▶ **Source passage**

━━━━━━━━━━━━━━━━━━━━━━━━━━━━━━

In a normal function call it would be UB because i is accesses twice without a sequence point in between, for other purposes than to determine the new value of i. But this is not an ordinary function call, it is a call to a variable argument list. I'm not entirely sure how a va list would be translated by the compiler, I think the standard enforces them to be implemented as macros? If so, it is quite an over-simplification to dismiss this as UB, because then it all depends on how those macros are implemented. –  Lundin Sep 21 '12 at 12:01
    
In addition, C11 7.21.6: "The formatted input/output functions shall behave as if there is a sequence point after the actions associated with each specifier." I am not sure whether this affects the evaluation of the va_list or not: if it does and there is a sequence point between them, then the code is not UB. –  Lundin Sep 21 '12 at 12:02
    
@Lundin: That would render your answer wrong, not my comment on how UB is handled. ;-) –  DevSolar Sep 21 '12 at 14:13
    
@DevSolar It is UB, I noted that, but I personally also like to know what's going on regardless. –  Luchian Grigore Sep 21 '12 at 14:15

It's basically undefined behaviour. The compiler is free to evaluate i and i++ in the following expression:

f(i, i++)

━━━━━━━━━━━━━━━━━━━━━━━━━━━━━━

▶ **Dataset rows**
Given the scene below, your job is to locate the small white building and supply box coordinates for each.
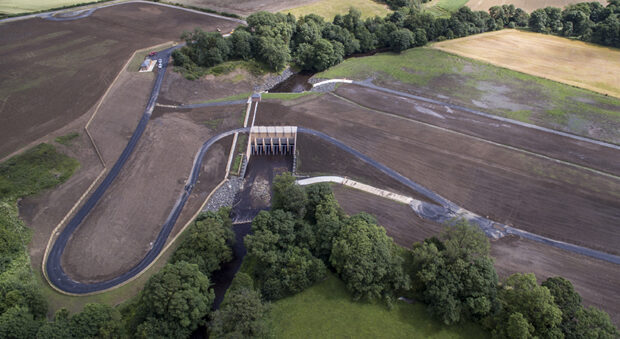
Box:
[140,58,157,72]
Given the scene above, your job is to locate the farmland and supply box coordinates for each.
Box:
[433,29,620,97]
[0,0,237,158]
[316,48,620,143]
[466,0,607,12]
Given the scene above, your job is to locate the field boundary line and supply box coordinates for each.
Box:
[329,93,620,180]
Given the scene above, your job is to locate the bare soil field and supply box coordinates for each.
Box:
[332,185,620,324]
[466,0,607,13]
[175,0,319,16]
[332,185,444,248]
[433,29,620,97]
[62,103,241,282]
[315,48,620,144]
[257,91,620,254]
[0,3,237,157]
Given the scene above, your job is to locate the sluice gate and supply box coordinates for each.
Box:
[246,126,297,159]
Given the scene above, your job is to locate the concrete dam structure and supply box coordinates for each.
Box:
[246,126,297,160]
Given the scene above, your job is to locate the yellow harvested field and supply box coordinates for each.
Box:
[281,0,391,20]
[466,0,607,13]
[432,29,620,98]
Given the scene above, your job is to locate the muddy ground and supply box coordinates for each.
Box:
[252,91,620,254]
[332,185,444,248]
[176,0,318,16]
[332,185,620,324]
[62,106,241,282]
[0,3,238,158]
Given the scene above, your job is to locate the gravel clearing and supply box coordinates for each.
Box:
[202,177,243,212]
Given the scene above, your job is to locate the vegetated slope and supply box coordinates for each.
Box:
[0,144,79,326]
[425,0,467,17]
[466,0,607,12]
[270,273,488,338]
[315,48,620,143]
[432,29,620,97]
[281,0,390,20]
[0,3,238,158]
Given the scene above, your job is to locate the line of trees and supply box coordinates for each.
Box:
[173,0,620,79]
[173,3,528,75]
[529,0,620,48]
[241,174,620,338]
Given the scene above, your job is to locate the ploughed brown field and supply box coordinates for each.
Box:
[256,85,620,322]
[0,3,238,158]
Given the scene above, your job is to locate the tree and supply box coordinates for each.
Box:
[136,261,214,338]
[330,213,409,302]
[171,208,235,275]
[271,172,307,217]
[245,209,327,300]
[493,273,562,338]
[389,28,415,52]
[230,30,253,60]
[542,277,620,339]
[567,307,620,339]
[210,288,269,338]
[0,306,42,339]
[412,220,497,324]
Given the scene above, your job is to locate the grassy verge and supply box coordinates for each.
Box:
[316,48,620,143]
[54,132,80,146]
[270,274,489,338]
[425,0,469,17]
[281,0,391,21]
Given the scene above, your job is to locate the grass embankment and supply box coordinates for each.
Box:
[315,48,620,143]
[425,0,468,17]
[0,144,80,310]
[281,0,391,21]
[269,274,488,338]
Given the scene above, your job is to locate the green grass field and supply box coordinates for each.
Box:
[269,274,489,338]
[282,0,391,21]
[315,48,620,143]
[0,0,105,14]
[425,0,469,17]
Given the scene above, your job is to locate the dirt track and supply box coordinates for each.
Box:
[57,103,241,282]
[257,89,620,254]
[0,4,237,157]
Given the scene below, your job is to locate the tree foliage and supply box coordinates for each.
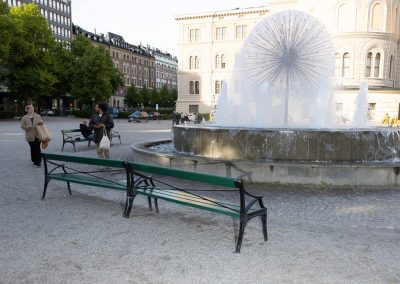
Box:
[124,85,143,108]
[6,4,57,100]
[0,2,15,68]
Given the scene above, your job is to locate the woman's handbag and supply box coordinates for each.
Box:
[99,128,111,151]
[36,124,51,141]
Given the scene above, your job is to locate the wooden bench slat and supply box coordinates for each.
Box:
[42,153,125,168]
[135,188,240,218]
[48,173,126,191]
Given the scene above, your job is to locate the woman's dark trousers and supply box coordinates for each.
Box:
[28,137,42,165]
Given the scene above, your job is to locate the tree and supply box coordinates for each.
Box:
[6,4,57,101]
[71,36,123,105]
[124,85,143,108]
[0,2,15,68]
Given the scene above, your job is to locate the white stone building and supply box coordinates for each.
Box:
[176,0,400,122]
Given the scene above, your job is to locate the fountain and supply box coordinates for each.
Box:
[133,11,400,185]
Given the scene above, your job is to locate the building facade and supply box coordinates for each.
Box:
[73,25,178,108]
[150,49,178,91]
[6,0,72,44]
[176,0,400,122]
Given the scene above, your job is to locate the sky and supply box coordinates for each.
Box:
[71,0,268,55]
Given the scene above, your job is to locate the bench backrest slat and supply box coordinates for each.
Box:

━━━━━━━━━━━━━━━━━━━━━━━━━━━━━━

▶ **Work to complete**
1 – In the thread about undefined behavior, which section of the C11 standard does Lundin quote?
2 – List every username that appears in the thread about undefined behavior.

▶ **Solutions for each task**
1 – C11 7.21.6

2 – Lundin, DevSolar, Luchian Grigore